- Problem: Among the entries below, only the lines from the one with "point(163, 201)" through the one with "Target: wooden desk" are to be retyped, exactly and without pictures.

____________________

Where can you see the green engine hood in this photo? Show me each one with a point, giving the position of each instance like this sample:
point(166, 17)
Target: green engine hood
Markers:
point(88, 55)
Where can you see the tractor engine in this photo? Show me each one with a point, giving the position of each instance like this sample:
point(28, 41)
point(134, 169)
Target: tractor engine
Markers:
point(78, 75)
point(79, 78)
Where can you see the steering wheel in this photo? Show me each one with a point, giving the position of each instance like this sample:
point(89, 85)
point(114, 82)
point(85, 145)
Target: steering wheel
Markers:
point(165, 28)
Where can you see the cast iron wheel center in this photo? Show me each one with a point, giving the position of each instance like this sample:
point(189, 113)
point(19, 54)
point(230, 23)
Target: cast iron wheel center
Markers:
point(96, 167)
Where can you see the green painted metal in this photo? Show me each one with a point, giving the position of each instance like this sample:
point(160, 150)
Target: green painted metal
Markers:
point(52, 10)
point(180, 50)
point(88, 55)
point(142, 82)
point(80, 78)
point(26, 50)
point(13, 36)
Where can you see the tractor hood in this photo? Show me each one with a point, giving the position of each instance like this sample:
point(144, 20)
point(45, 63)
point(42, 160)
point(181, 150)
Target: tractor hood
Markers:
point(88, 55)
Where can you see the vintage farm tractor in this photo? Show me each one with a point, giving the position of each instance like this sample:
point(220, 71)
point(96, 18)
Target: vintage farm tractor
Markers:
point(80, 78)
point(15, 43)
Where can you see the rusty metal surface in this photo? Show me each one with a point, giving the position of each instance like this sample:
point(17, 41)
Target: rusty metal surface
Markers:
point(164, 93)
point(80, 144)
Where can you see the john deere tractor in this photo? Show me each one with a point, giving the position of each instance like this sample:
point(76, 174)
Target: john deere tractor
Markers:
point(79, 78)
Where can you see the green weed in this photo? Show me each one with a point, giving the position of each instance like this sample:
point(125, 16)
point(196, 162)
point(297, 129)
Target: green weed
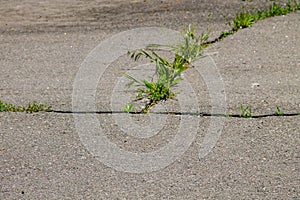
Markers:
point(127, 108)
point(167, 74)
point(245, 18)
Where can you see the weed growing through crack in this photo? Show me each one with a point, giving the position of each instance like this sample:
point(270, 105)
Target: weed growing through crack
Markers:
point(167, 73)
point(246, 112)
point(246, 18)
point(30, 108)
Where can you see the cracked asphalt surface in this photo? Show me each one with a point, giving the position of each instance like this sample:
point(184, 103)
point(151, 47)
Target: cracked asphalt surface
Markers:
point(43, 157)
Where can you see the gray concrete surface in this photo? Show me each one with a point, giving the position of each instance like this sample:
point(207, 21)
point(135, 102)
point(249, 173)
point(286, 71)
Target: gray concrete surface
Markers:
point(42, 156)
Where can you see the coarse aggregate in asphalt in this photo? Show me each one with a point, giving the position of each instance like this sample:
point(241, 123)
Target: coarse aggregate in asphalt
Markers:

____________________

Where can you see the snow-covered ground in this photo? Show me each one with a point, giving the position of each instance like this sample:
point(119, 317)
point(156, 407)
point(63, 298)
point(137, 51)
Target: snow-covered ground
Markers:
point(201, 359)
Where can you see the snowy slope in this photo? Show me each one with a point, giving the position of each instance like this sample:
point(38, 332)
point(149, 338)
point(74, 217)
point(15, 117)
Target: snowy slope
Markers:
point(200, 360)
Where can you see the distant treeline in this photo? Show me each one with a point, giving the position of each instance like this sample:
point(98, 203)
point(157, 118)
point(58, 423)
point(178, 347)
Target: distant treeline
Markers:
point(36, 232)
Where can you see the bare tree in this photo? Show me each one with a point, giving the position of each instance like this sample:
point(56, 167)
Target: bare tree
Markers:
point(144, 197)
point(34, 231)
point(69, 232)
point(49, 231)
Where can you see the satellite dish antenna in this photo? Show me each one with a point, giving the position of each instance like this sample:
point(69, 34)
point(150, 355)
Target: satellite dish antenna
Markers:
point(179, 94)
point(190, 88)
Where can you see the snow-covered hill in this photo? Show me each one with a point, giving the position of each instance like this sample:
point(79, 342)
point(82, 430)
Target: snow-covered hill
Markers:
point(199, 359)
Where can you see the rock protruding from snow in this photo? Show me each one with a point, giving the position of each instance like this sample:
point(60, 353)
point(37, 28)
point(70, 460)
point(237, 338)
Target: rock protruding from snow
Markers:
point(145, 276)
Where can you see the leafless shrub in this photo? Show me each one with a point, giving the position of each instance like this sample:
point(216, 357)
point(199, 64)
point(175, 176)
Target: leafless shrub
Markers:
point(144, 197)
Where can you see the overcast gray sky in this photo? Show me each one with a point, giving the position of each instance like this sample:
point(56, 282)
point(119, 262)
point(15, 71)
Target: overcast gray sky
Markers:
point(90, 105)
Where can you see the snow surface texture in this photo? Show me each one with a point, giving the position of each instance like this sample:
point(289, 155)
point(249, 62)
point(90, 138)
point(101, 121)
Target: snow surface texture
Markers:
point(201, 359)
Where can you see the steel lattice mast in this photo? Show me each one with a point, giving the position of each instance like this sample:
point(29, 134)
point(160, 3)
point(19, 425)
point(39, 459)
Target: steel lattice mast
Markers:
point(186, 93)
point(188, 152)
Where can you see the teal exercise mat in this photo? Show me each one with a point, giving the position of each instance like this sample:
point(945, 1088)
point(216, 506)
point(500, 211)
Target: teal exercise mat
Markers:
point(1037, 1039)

____________________

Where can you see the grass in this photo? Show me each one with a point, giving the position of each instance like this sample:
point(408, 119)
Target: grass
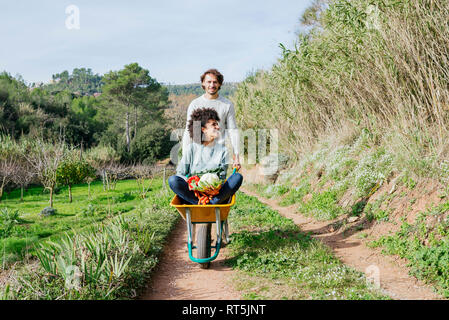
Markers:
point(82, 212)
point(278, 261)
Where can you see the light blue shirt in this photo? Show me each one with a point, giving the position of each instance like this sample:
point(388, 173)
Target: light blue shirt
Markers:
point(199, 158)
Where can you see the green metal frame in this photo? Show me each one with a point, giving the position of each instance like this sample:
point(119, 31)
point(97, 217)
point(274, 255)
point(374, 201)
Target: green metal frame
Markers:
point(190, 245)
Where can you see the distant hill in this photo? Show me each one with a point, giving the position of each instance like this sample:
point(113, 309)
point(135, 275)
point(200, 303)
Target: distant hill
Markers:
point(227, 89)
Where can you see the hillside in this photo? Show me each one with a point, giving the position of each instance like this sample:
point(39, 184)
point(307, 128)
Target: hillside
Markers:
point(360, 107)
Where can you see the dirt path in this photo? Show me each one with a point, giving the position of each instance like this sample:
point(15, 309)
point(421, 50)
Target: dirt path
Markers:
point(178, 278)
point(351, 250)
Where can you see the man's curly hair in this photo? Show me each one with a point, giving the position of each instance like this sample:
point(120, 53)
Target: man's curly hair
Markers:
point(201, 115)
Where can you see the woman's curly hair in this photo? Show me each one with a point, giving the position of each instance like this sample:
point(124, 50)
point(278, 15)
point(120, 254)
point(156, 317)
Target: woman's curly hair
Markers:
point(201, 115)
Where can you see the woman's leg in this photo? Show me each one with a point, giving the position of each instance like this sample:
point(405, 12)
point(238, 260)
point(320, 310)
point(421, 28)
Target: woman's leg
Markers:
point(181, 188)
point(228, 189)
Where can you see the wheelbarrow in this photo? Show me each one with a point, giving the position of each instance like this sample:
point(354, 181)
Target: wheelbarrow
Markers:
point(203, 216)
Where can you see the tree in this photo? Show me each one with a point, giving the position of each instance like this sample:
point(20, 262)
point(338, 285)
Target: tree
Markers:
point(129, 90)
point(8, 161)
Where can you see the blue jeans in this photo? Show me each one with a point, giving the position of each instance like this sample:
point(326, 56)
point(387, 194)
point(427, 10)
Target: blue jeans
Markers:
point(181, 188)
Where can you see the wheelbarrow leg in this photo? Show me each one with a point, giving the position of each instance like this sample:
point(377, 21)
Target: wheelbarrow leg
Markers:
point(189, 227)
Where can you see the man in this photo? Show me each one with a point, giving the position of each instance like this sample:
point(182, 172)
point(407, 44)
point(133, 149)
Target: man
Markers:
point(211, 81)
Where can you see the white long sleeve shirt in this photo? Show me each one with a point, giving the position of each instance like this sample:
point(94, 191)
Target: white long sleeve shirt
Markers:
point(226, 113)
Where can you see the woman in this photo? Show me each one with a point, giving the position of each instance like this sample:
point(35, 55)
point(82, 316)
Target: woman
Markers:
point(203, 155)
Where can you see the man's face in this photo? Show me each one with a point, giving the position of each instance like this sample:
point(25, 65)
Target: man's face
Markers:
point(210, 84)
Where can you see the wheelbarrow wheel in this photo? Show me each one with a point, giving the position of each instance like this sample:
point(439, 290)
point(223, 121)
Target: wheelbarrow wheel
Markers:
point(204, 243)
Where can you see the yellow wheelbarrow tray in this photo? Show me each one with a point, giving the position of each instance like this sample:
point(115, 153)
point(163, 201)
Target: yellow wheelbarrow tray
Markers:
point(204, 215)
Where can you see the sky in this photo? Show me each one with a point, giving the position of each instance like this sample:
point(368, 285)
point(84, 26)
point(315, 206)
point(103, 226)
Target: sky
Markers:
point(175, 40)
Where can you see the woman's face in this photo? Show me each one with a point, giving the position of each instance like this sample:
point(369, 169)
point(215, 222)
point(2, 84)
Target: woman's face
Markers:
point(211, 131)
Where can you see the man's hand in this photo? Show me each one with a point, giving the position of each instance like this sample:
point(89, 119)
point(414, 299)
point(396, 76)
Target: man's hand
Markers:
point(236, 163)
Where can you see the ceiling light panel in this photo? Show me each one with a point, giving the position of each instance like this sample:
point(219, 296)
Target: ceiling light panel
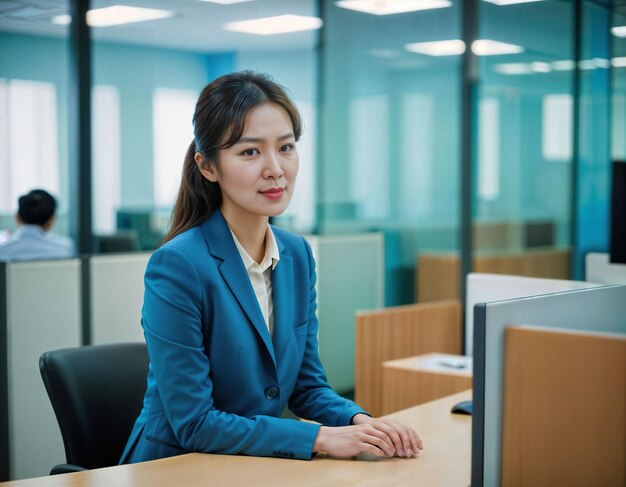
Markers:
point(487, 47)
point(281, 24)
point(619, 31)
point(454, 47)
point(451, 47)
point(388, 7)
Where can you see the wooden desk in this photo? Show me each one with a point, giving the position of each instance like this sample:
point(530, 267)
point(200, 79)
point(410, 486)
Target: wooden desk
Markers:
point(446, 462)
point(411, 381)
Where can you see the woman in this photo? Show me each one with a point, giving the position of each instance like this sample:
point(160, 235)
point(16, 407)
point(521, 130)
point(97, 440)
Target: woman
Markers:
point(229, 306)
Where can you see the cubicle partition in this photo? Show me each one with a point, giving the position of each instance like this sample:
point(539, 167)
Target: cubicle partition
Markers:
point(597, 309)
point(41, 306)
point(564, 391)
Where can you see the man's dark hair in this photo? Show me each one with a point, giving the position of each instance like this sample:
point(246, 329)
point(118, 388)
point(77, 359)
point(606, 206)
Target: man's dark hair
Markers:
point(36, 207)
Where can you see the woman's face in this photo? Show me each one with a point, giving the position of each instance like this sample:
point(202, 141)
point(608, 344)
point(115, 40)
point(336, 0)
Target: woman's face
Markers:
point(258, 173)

____________________

- Written answer:
point(163, 201)
Target: yellow wheelbarrow tray
Markers:
point(204, 215)
Where can you see the sky in this photo? Show me each one with a point, giving the position of each instance like this sample:
point(368, 285)
point(84, 26)
point(315, 206)
point(103, 226)
Target: sky
Markers:
point(175, 40)
Where can you see the woman's face in this photo? Show me each one with a point, giving the position of each instance like this sample:
point(369, 169)
point(215, 222)
point(2, 84)
Target: woman's face
Markers:
point(211, 131)
Where can you see the man's hand in this photo? Show me each one with a point, giving the position of each instance like this sample:
point(89, 119)
point(414, 299)
point(396, 76)
Target: man's hand
Markers:
point(236, 163)
Where can you see the ceiling light panel in this photo? Show me each one with a point, giving the position of each instance like this sample:
point(219, 296)
Target: ceiling light panel
Markers:
point(487, 47)
point(281, 24)
point(619, 31)
point(454, 47)
point(451, 47)
point(388, 7)
Where can you see the wooden desk in this photo? Show me each one with a point, giving the position of each instance like this sample:
point(530, 267)
point(200, 79)
point(410, 486)
Target: wooden desk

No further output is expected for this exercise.